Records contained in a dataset
================================

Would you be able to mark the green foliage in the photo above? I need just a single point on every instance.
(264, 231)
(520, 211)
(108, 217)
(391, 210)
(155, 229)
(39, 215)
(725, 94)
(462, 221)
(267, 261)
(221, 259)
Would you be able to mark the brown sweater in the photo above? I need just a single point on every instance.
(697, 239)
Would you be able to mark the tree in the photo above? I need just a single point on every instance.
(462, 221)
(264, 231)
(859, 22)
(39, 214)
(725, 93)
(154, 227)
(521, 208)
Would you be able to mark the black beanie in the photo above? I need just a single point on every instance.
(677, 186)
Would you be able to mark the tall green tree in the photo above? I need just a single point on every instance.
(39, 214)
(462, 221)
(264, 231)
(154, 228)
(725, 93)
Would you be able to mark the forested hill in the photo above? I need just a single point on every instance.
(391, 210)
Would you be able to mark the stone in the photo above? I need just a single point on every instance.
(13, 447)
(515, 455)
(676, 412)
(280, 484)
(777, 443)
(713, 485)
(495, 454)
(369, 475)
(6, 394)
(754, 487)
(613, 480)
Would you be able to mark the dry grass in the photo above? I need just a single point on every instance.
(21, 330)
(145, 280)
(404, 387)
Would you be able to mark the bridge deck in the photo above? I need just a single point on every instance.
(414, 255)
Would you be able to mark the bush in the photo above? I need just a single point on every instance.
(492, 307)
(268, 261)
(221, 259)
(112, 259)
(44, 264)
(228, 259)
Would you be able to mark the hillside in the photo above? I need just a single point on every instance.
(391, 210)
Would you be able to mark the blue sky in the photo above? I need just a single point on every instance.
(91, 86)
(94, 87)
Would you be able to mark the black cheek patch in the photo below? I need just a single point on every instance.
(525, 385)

================================

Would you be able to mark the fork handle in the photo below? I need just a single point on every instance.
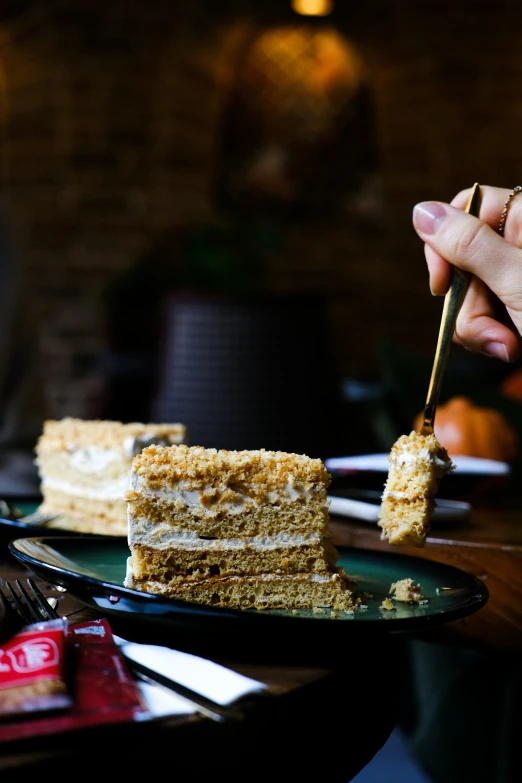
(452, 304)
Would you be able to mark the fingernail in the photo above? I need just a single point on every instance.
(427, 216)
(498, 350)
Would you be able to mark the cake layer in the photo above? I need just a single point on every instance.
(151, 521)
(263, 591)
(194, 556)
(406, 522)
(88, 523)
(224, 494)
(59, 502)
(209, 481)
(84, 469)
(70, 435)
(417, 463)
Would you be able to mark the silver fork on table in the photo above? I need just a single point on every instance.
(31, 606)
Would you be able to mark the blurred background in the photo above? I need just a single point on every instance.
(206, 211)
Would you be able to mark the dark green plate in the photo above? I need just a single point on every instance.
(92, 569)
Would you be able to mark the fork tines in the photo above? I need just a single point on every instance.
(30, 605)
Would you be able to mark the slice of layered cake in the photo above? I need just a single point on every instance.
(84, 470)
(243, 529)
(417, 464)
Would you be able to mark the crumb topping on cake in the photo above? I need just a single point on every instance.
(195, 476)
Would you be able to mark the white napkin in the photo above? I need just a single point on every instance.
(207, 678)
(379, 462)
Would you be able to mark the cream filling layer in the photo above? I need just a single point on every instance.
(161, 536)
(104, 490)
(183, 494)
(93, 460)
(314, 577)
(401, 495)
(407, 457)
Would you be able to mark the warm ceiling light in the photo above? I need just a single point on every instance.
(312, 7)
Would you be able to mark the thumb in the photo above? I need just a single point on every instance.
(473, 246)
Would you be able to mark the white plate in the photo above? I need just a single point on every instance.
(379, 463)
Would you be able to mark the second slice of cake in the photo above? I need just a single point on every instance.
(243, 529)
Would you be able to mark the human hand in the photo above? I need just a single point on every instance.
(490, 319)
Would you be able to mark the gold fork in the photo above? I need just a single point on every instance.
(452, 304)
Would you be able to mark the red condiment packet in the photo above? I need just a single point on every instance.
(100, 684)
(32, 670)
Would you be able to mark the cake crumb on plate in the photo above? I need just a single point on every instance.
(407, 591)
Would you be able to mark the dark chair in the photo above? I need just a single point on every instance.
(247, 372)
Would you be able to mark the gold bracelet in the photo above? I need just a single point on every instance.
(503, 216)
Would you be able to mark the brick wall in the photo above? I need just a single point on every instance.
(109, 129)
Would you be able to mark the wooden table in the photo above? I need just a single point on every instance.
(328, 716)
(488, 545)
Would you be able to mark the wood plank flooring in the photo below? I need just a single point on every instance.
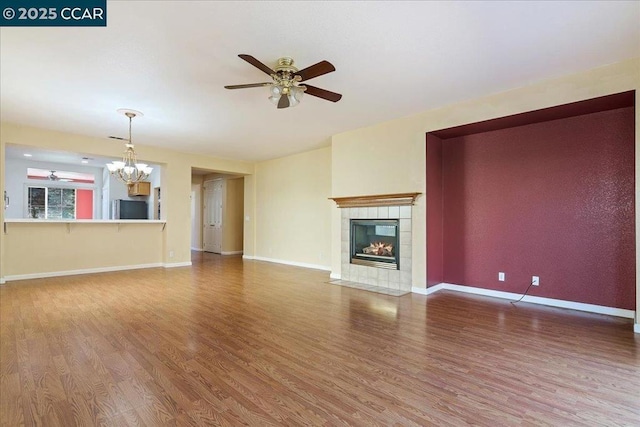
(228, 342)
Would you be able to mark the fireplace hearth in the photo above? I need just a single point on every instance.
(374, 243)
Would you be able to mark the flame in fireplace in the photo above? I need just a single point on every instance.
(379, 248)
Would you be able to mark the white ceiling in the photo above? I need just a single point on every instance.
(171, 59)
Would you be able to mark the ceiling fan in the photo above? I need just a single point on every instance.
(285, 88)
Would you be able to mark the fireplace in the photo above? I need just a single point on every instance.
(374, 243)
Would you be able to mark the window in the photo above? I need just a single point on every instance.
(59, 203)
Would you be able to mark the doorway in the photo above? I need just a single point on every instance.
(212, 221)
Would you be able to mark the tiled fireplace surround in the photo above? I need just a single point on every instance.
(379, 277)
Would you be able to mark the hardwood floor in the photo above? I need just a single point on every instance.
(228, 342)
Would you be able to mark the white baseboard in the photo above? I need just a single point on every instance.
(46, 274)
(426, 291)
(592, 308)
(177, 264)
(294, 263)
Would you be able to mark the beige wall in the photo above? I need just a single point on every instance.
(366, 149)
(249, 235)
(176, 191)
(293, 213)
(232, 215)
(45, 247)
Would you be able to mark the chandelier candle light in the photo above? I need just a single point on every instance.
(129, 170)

================================

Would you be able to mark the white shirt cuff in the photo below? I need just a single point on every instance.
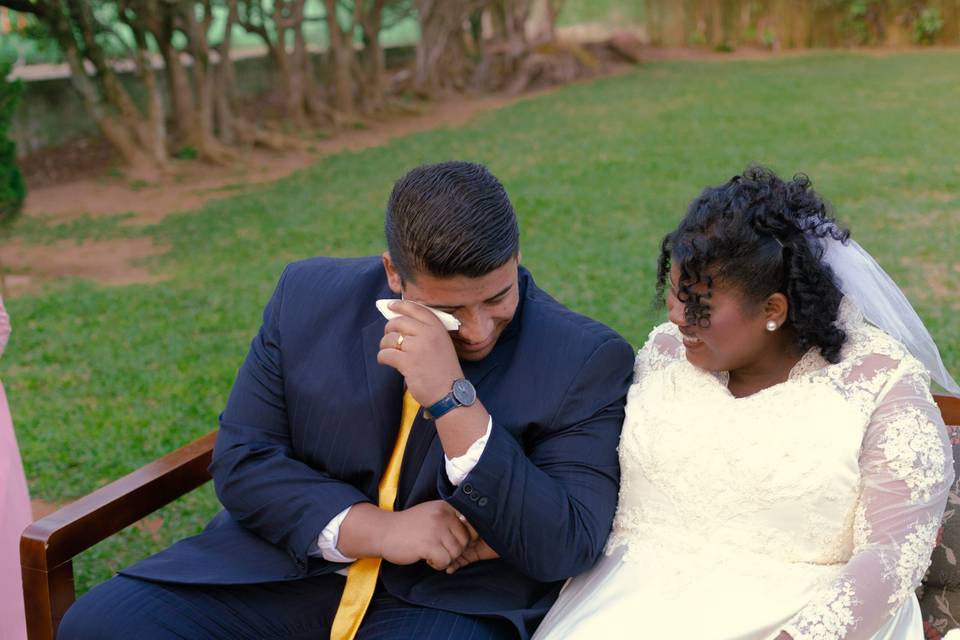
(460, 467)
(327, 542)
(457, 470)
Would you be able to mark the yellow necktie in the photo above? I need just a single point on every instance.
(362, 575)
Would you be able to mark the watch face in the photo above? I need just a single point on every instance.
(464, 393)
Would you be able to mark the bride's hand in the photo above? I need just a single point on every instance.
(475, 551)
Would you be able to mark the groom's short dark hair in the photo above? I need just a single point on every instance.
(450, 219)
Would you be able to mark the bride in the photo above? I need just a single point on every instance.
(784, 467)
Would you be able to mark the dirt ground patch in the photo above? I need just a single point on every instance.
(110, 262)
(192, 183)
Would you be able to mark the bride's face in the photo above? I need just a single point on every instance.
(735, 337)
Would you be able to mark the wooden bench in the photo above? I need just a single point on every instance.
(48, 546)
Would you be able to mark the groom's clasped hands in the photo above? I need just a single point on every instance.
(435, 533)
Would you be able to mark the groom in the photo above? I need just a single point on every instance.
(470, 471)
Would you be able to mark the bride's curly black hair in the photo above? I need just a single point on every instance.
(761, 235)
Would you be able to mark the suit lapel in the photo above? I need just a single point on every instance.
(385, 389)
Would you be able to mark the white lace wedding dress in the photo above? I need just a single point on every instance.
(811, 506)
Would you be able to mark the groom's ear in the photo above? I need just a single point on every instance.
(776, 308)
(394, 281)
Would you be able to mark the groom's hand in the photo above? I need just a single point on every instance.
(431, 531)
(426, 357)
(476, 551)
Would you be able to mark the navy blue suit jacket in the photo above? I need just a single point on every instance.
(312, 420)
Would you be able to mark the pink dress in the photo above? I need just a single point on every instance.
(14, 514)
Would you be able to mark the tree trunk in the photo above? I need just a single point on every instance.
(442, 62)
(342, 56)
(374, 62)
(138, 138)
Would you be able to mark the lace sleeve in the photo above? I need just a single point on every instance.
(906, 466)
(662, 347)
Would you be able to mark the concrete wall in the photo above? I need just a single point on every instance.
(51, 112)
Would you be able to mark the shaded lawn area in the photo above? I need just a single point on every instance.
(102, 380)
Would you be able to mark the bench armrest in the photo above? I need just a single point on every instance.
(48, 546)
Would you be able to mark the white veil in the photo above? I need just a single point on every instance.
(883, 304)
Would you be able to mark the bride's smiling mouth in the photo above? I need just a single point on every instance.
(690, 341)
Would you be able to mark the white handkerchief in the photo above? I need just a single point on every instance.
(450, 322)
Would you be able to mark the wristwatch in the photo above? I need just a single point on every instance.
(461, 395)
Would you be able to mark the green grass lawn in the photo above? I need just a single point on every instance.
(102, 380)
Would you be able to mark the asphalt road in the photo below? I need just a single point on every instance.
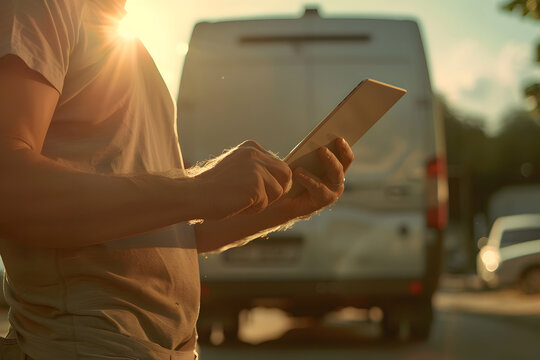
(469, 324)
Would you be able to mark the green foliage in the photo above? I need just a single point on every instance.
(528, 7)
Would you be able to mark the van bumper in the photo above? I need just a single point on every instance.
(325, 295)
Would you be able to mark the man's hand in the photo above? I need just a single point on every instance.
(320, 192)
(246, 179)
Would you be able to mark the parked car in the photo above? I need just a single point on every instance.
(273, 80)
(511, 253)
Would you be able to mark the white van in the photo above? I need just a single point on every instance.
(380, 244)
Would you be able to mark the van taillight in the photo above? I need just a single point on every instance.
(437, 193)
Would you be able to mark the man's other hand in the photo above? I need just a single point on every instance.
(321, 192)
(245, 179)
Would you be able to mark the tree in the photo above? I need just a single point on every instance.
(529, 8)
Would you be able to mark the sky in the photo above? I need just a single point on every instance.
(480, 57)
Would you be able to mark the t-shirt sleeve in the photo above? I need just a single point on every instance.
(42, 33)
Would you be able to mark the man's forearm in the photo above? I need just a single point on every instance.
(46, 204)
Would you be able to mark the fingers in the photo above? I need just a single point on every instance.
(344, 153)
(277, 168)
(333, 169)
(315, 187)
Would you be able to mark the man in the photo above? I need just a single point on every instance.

================================

ASSIGNMENT:
Set down, exactly as they appear above, all lines from the one that has "Would you be able to mark the fingers" down to the one that has "Would you be able to mark the man in", including those two and no others.

TASK RESPONSE:
Would you be able to mark the fingers in the photo above? I need just a single point on every instance.
(344, 153)
(277, 168)
(333, 169)
(315, 187)
Would you be able to mark the man in the photo above? I need just a single point on every instance.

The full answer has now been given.